--- Short task ---
Copy out all of the records below, substituting "one more pair of square brackets" for each "one additional pair of brackets" and changing nothing else. Omit the pictures.

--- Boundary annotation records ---
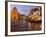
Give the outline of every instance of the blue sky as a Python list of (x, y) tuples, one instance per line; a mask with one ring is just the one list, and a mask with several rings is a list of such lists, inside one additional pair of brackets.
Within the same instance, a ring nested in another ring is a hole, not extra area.
[(31, 5), (30, 6), (29, 5), (16, 5), (16, 6), (14, 6), (14, 5), (11, 5), (11, 9), (13, 7), (16, 7), (20, 14), (25, 14), (27, 16), (29, 14), (29, 12), (31, 11), (31, 9), (36, 8), (37, 6), (31, 6)]

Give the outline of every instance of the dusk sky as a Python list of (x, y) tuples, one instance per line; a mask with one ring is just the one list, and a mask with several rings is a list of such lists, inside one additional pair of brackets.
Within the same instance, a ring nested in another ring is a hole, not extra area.
[(20, 14), (28, 15), (29, 12), (31, 11), (31, 9), (36, 8), (37, 6), (31, 6), (31, 5), (30, 6), (28, 6), (28, 5), (16, 5), (16, 6), (14, 6), (14, 5), (11, 5), (11, 10), (13, 9), (13, 7), (16, 7)]

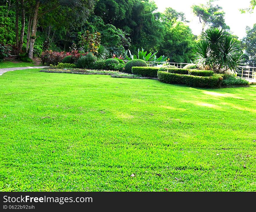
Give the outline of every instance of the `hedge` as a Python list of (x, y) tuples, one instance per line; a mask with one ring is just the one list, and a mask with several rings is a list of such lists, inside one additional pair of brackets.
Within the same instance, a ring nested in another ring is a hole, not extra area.
[(119, 63), (119, 61), (118, 60), (114, 58), (110, 58), (109, 59), (107, 59), (105, 61), (105, 64), (106, 66), (107, 67), (109, 64), (111, 63), (116, 63), (118, 64)]
[(159, 80), (163, 82), (184, 84), (192, 87), (219, 88), (223, 79), (222, 77), (218, 74), (209, 77), (202, 77), (161, 71), (158, 71), (157, 74)]
[(209, 77), (210, 76), (212, 76), (214, 73), (214, 72), (212, 71), (191, 69), (189, 71), (189, 73), (191, 75), (194, 75), (194, 76)]
[(131, 68), (131, 73), (134, 74), (141, 75), (148, 77), (157, 77), (157, 71), (159, 67), (134, 67)]
[(168, 71), (169, 73), (178, 73), (180, 74), (188, 74), (189, 69), (180, 69), (178, 68), (166, 68), (164, 67), (161, 67), (158, 70), (159, 71)]
[(141, 59), (135, 59), (128, 61), (125, 66), (125, 71), (126, 73), (131, 73), (131, 68), (134, 66), (141, 67), (147, 66), (147, 63)]

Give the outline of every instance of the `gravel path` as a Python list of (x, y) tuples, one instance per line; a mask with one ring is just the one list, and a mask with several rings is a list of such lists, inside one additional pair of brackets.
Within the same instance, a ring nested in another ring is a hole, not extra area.
[(22, 70), (24, 69), (42, 69), (47, 67), (47, 66), (31, 66), (28, 67), (19, 67), (18, 68), (6, 68), (0, 69), (0, 75), (1, 75), (7, 71), (12, 71), (16, 70)]

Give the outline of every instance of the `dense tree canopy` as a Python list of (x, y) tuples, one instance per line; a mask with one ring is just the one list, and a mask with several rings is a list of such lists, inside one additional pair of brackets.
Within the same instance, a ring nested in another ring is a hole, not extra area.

--- Task output ---
Give the outline of every instance of the blue sky as a Python list of (x, y) tuples, one instance per line; a mask with one ring is just the one list, and a mask with several rings is a list of such lists, inside one more pair of square brackets.
Within the same instance, a ring nested in another ring is a hole, not extra area.
[(31, 5), (30, 6), (29, 5), (16, 5), (16, 6), (14, 6), (14, 5), (11, 5), (11, 9), (13, 7), (16, 7), (20, 14), (25, 14), (27, 16), (29, 14), (29, 12), (31, 11), (31, 9), (36, 8), (37, 6), (31, 6)]

Give the outline of every instance of the dusk sky as a Python list of (x, y) tuples, one instance per line; a mask with one ring is just the one list, and a mask with several rings is a list of such lists, inside one more pair of square brackets.
Within the same instance, a ring nested in another ring is a hole, not extra area.
[(20, 14), (28, 15), (29, 12), (31, 11), (31, 9), (36, 8), (37, 6), (31, 6), (31, 5), (30, 6), (28, 6), (28, 5), (16, 5), (16, 6), (14, 6), (14, 5), (11, 5), (11, 10), (13, 9), (13, 7), (16, 7)]

Give the outline of every instance of the `hedge` as a Python list of (x, y) tuples, one instance per line; a mask with one ring is just the one list, and a mask with several rings is a list of such lists, inside one more pair of square brackets.
Within the same instance, a ring nested in another ring is a hole, not extra area.
[(119, 63), (119, 61), (118, 60), (114, 58), (110, 58), (109, 59), (107, 59), (105, 61), (105, 64), (106, 66), (107, 67), (109, 64), (111, 63), (116, 63), (118, 64)]
[(159, 80), (163, 82), (184, 84), (192, 87), (219, 88), (223, 79), (222, 77), (218, 74), (209, 77), (202, 77), (161, 71), (158, 71), (157, 74)]
[(209, 77), (210, 76), (212, 76), (214, 73), (214, 72), (212, 71), (191, 69), (189, 71), (189, 73), (191, 75), (194, 75), (194, 76)]
[(131, 68), (131, 73), (134, 74), (141, 75), (148, 77), (157, 77), (157, 71), (159, 67), (134, 67)]
[(168, 71), (169, 73), (178, 73), (180, 74), (188, 74), (189, 69), (180, 69), (178, 68), (166, 68), (164, 67), (161, 67), (158, 70), (159, 71)]
[(141, 59), (135, 59), (128, 61), (125, 66), (125, 71), (126, 73), (131, 73), (131, 68), (134, 66), (141, 67), (147, 66), (147, 63)]

Give the outline of every instance of the `gravel path` as a Python list of (x, y) tuples, one instance per line; a mask with one ring is just the one list, and a mask with several rings is a list of such lists, inside one more pair of square brackets.
Within the same instance, a ring nested in another ring is a hole, not extra area.
[(22, 70), (24, 69), (42, 69), (47, 67), (47, 66), (31, 66), (28, 67), (19, 67), (18, 68), (6, 68), (0, 69), (0, 75), (1, 75), (7, 71), (12, 71), (16, 70)]

Give the outline of every instance of the `dense tree canopy` as a Python list of (x, y) tuples, one instance per line; a mask with one ring is just the one list, and a mask with several rings is a list of such lists, inside one more pair of square brackets.
Within the same instance, a ring nested in another ring is a hole, not extra area.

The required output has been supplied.